● **EXERCISE AIM**: Copy out verbatim the lines of the data below, from the line containing "Indicate a point per instance of the white" through the end of the data, both included.

● **DATA FOR THIS TASK**:

----

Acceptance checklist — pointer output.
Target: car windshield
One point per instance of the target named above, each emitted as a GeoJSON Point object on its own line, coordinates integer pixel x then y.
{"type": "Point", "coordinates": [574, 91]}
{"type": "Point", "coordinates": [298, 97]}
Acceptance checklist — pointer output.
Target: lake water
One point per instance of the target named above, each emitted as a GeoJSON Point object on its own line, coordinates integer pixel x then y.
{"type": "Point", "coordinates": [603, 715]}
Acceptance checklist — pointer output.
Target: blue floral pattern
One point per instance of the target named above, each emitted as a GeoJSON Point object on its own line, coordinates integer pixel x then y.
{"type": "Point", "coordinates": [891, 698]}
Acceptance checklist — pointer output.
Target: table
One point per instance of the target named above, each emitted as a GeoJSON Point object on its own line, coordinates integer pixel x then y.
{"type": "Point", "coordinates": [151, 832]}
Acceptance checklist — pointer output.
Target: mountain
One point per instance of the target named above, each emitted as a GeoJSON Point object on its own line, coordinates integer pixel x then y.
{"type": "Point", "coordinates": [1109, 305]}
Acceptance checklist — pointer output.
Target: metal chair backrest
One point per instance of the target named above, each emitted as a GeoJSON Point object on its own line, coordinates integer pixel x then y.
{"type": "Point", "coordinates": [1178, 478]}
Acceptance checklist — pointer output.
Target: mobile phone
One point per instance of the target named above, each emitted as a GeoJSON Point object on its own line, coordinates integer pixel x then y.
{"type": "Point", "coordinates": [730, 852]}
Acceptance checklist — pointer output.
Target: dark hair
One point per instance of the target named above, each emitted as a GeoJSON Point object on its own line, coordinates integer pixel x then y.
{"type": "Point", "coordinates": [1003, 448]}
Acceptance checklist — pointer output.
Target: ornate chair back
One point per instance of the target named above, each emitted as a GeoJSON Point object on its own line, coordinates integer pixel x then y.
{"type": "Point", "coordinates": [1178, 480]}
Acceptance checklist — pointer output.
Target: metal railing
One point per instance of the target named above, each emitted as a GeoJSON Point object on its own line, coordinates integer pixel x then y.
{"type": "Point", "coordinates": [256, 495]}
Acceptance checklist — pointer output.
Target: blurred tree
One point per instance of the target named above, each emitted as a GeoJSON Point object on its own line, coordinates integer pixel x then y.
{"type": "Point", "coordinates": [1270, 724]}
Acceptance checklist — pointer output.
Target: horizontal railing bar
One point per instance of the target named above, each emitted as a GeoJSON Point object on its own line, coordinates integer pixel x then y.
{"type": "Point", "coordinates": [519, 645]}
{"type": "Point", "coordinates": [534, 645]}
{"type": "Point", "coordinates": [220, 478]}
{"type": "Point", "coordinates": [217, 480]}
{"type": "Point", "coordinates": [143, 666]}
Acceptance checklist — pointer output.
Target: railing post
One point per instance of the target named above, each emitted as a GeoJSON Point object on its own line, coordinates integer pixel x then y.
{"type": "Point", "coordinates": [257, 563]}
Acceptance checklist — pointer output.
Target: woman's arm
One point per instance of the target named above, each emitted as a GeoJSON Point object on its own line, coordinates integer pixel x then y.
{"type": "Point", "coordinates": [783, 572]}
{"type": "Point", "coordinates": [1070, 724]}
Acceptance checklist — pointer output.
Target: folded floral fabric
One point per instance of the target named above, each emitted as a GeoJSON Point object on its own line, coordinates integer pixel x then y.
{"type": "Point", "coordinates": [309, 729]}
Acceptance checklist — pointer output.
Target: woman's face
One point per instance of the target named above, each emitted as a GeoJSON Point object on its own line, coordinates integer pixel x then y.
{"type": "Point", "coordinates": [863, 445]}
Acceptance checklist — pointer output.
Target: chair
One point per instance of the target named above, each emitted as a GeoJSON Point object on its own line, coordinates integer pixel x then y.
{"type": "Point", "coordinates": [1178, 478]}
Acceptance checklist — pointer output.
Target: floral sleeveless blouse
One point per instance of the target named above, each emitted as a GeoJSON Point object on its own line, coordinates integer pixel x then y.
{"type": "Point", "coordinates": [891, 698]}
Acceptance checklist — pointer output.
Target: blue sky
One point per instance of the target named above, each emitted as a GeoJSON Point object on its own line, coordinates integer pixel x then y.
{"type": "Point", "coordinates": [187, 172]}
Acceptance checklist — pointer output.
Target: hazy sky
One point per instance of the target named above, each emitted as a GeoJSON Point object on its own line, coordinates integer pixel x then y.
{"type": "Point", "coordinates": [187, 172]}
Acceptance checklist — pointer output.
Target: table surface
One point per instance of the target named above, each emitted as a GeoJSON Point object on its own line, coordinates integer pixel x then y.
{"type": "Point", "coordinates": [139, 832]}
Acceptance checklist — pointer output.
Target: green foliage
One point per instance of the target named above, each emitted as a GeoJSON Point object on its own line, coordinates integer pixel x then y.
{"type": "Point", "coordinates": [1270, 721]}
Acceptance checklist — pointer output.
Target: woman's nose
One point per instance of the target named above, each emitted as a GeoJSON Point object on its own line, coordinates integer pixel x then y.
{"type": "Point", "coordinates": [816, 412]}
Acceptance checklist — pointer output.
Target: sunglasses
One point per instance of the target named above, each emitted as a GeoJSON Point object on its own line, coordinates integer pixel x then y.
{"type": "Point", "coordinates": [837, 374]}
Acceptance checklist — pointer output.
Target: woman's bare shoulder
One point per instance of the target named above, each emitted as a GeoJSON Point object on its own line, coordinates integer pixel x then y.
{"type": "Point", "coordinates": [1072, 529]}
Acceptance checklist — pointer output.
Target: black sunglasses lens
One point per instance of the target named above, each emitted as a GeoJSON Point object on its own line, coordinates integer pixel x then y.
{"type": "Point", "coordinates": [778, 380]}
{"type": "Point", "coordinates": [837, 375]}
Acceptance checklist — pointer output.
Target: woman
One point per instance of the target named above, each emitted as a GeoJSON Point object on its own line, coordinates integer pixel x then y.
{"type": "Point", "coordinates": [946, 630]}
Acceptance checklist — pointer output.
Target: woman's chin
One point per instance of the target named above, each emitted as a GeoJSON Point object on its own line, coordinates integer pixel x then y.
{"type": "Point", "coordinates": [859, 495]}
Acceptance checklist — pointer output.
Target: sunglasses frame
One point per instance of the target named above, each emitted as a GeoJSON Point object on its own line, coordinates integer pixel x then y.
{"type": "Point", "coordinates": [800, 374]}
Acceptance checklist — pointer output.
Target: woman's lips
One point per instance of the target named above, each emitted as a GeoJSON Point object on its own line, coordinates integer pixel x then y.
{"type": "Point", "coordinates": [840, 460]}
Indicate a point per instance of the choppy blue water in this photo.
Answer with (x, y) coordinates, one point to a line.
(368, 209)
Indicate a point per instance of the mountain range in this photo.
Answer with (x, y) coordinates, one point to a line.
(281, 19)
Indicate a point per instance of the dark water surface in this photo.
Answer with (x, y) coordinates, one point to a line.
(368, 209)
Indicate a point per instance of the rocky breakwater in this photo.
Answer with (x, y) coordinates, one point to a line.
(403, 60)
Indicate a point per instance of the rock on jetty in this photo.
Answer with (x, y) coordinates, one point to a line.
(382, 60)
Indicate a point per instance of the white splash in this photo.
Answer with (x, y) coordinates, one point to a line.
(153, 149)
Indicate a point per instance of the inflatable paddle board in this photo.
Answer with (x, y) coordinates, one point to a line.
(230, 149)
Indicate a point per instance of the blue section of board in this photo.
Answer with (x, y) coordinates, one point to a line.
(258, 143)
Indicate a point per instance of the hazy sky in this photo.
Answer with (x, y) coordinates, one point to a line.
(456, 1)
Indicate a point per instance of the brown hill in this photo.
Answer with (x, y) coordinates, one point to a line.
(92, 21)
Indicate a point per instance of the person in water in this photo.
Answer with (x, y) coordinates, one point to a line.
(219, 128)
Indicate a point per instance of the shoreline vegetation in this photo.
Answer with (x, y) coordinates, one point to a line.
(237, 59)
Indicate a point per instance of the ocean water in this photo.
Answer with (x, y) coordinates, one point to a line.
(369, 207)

----

● **THE COMPLETED TASK**:
Indicate a point per instance of the white splash in this photo.
Answer with (x, y) coordinates, one point to a line.
(153, 149)
Indicate a point per instance of the inflatable paddle board in this photo.
Answer with (x, y) coordinates, one point to a line.
(230, 149)
Indicate a point per instance of the blue section of board in this photo.
Answer with (x, y) coordinates, one point to a line.
(258, 143)
Indicate a point per instance of the hazy sky in this photo.
Answer with (x, y) coordinates, one point to a line.
(456, 1)
Indicate a point per instance of the brown hill in this photo.
Answer with (x, y) coordinates, one point to a line.
(92, 21)
Indicate a point per instance of the person in water in this photo.
Answer with (x, y) coordinates, one point to a line.
(219, 128)
Indicate a point per instance of the shoreline vegetation in this photo.
Answer with (x, y) coordinates, one point to a line.
(237, 59)
Indicate a point per instance of the ocean water in this photo.
Answer with (x, y) coordinates, one point to a line.
(369, 207)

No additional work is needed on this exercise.